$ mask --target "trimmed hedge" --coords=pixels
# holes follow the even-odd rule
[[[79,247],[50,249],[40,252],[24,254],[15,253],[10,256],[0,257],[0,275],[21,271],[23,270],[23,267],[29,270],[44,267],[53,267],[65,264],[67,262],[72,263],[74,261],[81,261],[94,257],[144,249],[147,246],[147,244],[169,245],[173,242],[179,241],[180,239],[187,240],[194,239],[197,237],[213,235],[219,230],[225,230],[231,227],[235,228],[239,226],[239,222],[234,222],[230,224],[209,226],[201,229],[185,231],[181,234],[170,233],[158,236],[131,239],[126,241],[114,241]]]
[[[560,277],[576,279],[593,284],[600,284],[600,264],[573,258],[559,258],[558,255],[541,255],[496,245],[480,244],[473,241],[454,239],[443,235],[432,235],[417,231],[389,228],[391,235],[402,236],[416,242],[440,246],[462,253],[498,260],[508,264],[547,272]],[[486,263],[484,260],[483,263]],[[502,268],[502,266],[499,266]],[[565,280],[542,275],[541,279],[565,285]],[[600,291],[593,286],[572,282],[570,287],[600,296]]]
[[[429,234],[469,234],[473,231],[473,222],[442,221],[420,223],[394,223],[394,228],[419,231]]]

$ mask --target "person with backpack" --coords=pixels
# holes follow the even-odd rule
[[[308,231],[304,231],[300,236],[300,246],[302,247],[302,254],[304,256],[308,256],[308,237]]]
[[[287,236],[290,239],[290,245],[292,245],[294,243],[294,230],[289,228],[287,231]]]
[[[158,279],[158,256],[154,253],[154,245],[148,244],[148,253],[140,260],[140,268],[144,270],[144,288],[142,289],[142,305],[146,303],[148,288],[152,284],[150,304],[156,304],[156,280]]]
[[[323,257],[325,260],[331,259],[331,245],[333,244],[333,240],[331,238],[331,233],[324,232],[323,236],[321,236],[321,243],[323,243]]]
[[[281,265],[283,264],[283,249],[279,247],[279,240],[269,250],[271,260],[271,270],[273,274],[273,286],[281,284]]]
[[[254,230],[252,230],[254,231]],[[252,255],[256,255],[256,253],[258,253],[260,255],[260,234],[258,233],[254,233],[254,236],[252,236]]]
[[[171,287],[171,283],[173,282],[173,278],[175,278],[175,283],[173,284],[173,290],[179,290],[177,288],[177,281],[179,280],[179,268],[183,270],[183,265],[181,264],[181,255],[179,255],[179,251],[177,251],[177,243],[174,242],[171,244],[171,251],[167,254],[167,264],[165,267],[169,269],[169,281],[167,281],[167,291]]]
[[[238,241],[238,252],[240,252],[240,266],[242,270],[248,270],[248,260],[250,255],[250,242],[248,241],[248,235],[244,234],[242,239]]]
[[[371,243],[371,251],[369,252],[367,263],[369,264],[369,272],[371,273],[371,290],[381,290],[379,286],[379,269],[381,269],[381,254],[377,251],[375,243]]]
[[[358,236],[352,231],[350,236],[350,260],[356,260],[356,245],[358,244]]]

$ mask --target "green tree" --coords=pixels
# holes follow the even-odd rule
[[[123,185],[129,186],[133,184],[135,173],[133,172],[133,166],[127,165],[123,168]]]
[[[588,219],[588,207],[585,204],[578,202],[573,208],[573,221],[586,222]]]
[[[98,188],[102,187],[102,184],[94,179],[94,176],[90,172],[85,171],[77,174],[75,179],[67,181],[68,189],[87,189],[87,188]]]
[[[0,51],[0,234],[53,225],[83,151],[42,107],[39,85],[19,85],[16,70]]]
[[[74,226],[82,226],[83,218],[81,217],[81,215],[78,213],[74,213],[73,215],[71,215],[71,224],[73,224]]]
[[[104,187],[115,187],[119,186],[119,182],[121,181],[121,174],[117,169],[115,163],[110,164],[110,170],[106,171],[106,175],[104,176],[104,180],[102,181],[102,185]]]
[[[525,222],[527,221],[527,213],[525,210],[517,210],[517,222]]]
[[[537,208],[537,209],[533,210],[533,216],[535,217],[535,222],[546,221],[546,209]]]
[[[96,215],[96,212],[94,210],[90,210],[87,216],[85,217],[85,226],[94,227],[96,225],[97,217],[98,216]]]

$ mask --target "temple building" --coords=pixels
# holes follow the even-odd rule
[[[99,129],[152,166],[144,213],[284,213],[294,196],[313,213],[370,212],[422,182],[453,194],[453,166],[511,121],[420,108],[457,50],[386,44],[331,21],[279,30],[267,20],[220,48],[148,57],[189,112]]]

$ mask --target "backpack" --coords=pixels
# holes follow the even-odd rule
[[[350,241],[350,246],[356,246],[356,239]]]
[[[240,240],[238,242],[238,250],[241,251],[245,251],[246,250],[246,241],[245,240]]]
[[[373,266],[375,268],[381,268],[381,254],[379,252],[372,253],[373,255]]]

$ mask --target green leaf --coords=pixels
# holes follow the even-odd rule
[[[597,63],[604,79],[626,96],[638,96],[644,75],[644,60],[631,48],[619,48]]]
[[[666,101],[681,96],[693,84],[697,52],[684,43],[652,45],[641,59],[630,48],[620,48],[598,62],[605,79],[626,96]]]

───

- **Your task**: What is the number of lines in the records that hold the word "coords"? Answer with that number by itself.

- **Output of the exercise**: 6